#### 課題
次の1.〜3.の記述が本文の内容と合っているかどうかを判断し、それぞれ「はい」か「いいえ」で答えて、根拠となる本文の語句をそのまま引用しなさい。
1. センターは2023年に名称を変更した。
2. センターの目的は大きく分けて5つある。
3. がん患者の寿命は延びている。

#### 本文

· · · ·

腫瘍循環器センターは2023年、これまでの腫瘍循環器センターから腫瘍循環器・生活習慣病センターと名称を変更して新たなスタートを切りました。
センターの目的は大きく分けて3つあります。
第一は、がんに合併した、あるいはがんの治療により新たに引き起こされた心血管疾患を診断し治療するというセンターの最も大切な役割です。これは、これまでと何ら変わるものではありません。
この度、新たに生活習慣病が腫瘍循環器センターの名称に加わりました。生活習慣病には日本人の三大死因であるがん、心疾患、脳血管疾患および、その危険因子となる動脈硬化・糖尿病・高血圧・脂質異常症、肥満などが含まれます。生活習慣病は、その名の通り食生活、喫煙、運動習慣などの生活習慣が深く関わり、加齢とともに増加します。がん医療の進歩に伴い、がん患者さんの寿命は延びており、がんと心血管疾患を合併する患者さんは、今後増加することが予想されます。

· · · ·

自然言語による物体グラウンディングデータ:
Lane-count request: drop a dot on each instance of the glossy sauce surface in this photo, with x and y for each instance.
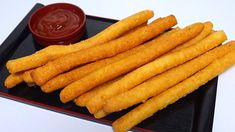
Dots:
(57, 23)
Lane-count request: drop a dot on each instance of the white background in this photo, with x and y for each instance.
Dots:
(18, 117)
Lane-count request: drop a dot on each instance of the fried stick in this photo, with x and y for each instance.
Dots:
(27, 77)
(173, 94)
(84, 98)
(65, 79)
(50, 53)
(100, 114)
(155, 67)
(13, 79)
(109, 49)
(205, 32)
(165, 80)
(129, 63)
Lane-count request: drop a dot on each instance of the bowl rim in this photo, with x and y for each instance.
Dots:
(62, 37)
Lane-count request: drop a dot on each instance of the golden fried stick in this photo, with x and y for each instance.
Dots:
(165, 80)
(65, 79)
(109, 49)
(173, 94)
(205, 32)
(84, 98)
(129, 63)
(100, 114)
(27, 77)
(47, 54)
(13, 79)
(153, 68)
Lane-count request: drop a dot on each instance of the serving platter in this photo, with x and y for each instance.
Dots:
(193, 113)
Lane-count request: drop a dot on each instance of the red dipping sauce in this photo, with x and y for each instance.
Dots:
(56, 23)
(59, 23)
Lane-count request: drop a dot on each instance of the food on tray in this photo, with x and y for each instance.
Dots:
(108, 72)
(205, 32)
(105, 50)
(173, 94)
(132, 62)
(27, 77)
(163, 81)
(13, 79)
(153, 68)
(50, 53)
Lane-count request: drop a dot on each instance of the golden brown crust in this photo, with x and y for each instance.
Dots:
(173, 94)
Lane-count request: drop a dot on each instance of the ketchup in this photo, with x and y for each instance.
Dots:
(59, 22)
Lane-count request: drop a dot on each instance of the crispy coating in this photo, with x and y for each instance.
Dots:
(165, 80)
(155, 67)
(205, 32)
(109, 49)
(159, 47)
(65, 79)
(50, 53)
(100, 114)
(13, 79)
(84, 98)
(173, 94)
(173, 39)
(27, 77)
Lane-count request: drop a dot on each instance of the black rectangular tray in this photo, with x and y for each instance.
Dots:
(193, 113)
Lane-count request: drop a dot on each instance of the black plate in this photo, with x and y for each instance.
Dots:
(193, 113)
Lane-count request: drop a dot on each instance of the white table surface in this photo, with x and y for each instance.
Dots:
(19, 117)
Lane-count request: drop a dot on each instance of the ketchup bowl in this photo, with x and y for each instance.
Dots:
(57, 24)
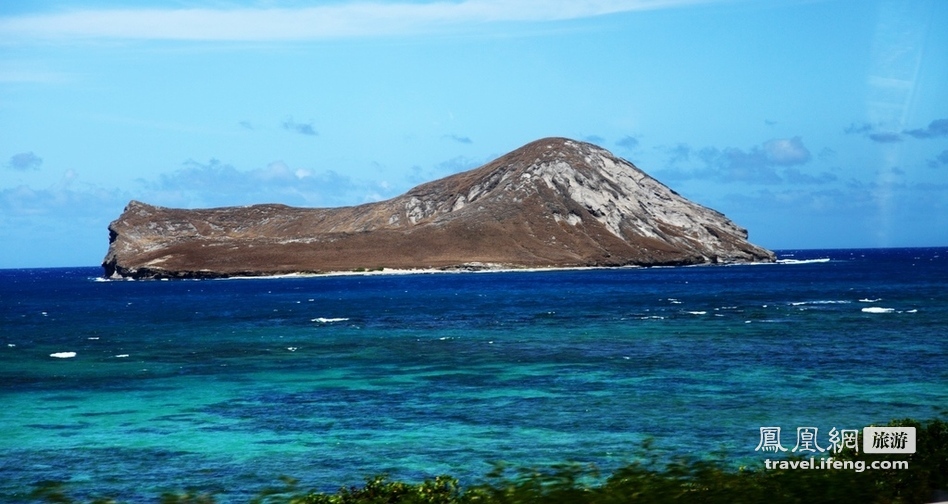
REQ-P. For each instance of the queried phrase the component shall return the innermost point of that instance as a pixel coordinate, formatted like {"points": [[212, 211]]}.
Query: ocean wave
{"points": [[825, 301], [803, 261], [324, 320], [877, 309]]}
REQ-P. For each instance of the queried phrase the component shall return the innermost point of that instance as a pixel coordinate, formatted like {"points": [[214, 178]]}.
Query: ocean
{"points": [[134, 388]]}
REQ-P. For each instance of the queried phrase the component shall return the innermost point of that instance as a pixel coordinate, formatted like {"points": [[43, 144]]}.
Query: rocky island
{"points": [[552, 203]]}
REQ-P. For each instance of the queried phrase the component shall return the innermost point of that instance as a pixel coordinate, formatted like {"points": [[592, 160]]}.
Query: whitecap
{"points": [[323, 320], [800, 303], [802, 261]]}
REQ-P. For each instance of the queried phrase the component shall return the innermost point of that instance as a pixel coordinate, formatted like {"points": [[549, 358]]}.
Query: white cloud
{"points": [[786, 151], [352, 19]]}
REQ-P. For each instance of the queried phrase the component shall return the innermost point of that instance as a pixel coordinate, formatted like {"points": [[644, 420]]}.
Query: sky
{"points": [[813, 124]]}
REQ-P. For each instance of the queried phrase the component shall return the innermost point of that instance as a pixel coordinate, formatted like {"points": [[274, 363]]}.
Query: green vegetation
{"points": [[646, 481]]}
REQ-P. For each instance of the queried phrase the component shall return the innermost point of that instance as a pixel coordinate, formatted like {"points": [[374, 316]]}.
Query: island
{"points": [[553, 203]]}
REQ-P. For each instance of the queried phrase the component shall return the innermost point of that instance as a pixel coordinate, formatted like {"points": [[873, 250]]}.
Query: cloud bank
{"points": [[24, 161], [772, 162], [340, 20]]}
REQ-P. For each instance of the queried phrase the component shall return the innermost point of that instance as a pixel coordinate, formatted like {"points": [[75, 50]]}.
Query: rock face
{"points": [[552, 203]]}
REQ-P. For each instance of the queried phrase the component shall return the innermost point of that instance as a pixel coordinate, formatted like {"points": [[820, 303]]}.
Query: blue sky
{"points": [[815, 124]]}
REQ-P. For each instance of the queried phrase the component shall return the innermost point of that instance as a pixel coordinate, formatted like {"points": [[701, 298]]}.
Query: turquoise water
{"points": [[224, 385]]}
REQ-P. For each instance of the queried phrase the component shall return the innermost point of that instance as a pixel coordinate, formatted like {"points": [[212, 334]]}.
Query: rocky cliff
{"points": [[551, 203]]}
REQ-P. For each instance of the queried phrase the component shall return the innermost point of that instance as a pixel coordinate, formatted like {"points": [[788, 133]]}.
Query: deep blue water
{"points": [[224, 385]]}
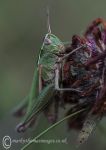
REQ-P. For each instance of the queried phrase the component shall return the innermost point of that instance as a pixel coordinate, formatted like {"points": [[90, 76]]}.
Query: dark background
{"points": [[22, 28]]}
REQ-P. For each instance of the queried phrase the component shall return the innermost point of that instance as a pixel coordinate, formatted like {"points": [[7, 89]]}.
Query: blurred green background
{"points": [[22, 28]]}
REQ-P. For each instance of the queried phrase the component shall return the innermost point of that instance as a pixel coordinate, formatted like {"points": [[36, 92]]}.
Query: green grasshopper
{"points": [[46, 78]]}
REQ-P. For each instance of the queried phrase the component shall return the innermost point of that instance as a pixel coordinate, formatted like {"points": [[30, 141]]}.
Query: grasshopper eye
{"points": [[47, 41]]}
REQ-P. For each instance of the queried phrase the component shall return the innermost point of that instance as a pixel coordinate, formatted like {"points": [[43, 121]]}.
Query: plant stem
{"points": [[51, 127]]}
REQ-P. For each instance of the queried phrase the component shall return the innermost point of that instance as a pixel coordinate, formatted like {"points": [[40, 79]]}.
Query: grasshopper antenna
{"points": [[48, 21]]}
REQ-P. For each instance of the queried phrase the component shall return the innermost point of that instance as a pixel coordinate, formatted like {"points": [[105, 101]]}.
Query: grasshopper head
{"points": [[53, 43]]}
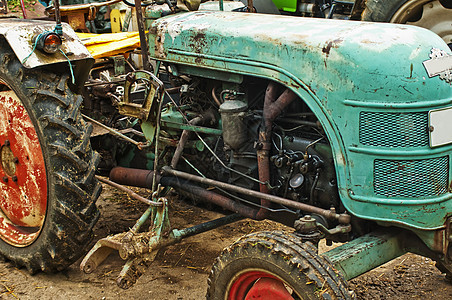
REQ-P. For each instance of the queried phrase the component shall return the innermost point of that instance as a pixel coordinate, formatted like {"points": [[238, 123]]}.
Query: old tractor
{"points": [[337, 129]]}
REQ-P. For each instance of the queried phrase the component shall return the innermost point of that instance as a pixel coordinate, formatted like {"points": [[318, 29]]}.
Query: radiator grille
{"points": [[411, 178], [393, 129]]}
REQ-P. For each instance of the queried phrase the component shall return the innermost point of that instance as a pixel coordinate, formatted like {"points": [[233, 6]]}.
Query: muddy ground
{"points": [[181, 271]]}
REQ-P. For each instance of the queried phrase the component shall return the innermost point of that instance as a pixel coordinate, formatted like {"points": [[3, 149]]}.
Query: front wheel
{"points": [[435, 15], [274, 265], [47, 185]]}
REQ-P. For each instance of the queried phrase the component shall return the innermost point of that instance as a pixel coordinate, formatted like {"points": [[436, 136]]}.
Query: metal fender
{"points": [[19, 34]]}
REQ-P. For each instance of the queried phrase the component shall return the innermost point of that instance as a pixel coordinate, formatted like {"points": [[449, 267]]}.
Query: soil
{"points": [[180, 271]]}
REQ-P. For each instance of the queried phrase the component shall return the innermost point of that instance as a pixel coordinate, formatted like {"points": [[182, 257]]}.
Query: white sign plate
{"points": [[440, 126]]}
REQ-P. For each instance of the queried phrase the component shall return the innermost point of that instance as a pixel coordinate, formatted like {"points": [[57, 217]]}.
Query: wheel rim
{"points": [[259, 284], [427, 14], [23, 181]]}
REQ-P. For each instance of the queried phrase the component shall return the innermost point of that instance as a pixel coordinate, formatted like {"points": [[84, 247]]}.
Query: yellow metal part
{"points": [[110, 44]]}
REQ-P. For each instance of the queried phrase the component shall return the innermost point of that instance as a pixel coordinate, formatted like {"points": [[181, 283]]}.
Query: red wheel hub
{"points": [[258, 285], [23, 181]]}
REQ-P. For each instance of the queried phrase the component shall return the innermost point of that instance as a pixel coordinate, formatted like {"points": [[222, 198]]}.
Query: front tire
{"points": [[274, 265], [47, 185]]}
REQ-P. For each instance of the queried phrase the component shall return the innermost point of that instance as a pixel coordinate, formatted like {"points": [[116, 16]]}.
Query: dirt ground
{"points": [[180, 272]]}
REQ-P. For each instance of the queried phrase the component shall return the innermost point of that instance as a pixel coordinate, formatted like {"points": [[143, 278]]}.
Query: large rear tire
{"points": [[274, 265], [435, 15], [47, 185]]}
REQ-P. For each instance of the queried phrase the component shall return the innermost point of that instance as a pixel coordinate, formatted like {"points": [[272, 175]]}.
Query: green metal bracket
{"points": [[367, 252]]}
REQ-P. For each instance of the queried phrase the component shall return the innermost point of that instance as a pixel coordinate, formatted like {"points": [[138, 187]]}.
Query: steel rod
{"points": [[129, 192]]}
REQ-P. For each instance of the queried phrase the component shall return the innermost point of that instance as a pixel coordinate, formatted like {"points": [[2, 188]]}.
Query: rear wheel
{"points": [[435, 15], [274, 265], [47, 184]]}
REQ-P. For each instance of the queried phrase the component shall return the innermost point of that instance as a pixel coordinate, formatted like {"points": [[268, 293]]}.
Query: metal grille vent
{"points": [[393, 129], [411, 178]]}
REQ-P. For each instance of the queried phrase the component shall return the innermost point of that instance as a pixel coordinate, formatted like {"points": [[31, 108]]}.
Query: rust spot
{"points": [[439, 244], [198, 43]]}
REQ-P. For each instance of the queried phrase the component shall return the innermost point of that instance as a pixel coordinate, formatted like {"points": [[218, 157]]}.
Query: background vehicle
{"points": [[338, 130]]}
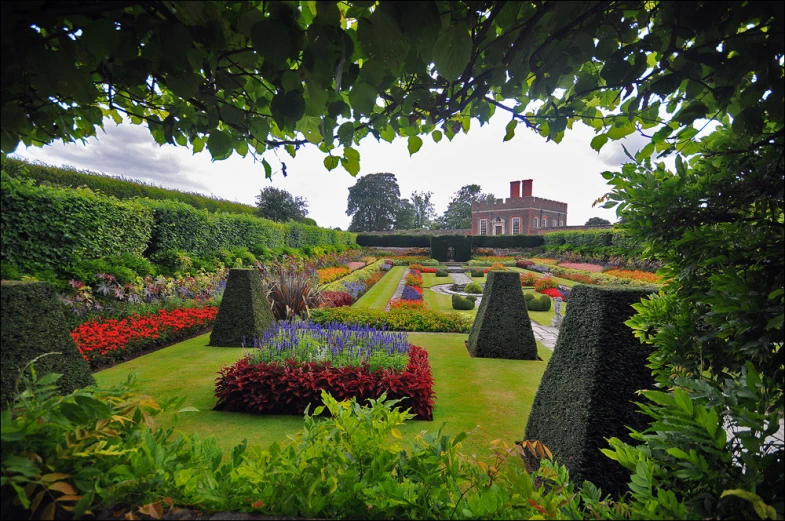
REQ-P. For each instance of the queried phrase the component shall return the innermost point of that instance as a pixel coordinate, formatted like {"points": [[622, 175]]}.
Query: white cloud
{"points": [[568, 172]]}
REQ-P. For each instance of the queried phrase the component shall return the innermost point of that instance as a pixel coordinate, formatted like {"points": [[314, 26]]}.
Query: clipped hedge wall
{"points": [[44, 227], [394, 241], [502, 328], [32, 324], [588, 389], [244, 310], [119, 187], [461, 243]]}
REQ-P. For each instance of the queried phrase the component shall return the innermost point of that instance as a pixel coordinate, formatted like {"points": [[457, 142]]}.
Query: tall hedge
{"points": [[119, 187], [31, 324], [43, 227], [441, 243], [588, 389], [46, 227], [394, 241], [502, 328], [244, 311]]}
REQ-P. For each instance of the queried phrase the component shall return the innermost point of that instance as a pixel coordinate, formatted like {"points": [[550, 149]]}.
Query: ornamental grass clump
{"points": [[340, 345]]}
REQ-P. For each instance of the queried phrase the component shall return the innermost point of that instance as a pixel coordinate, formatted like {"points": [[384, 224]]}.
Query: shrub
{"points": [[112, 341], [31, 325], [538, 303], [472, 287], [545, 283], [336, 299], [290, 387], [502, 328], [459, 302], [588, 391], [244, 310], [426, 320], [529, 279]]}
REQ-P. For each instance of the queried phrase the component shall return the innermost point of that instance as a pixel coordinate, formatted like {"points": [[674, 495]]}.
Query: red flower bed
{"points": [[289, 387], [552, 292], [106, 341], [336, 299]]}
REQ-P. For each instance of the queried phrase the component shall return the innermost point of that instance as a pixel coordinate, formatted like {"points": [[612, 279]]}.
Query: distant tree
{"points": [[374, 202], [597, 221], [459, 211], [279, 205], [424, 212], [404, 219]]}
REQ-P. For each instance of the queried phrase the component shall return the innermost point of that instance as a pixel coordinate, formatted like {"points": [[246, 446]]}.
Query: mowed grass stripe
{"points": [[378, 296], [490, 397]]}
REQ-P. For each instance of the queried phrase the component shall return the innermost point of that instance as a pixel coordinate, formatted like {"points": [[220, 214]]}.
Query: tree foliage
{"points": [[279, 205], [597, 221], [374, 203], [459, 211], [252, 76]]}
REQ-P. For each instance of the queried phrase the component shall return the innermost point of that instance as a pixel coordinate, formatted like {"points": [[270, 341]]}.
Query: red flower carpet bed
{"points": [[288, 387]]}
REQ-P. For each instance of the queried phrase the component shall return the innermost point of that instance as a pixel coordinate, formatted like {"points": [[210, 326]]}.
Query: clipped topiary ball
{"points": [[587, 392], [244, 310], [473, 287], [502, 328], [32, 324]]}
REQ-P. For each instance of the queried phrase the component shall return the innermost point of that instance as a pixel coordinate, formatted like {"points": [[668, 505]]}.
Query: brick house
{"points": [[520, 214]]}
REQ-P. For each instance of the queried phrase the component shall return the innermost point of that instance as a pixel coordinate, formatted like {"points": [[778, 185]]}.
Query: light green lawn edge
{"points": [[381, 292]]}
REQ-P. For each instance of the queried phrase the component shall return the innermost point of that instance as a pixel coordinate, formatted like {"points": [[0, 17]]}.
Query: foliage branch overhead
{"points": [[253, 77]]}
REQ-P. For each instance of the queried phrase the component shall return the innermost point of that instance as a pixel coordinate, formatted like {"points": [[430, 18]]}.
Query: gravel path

· · · ·

#### 解答
1. はい 「2023年、これまでの腫瘍循環器センターから腫瘍循環器・生活習慣病センターと名称を変更して」
2. いいえ 「センターの目的は大きく分けて3つあります。」
3. はい 「がん患者さんの寿命は延びており」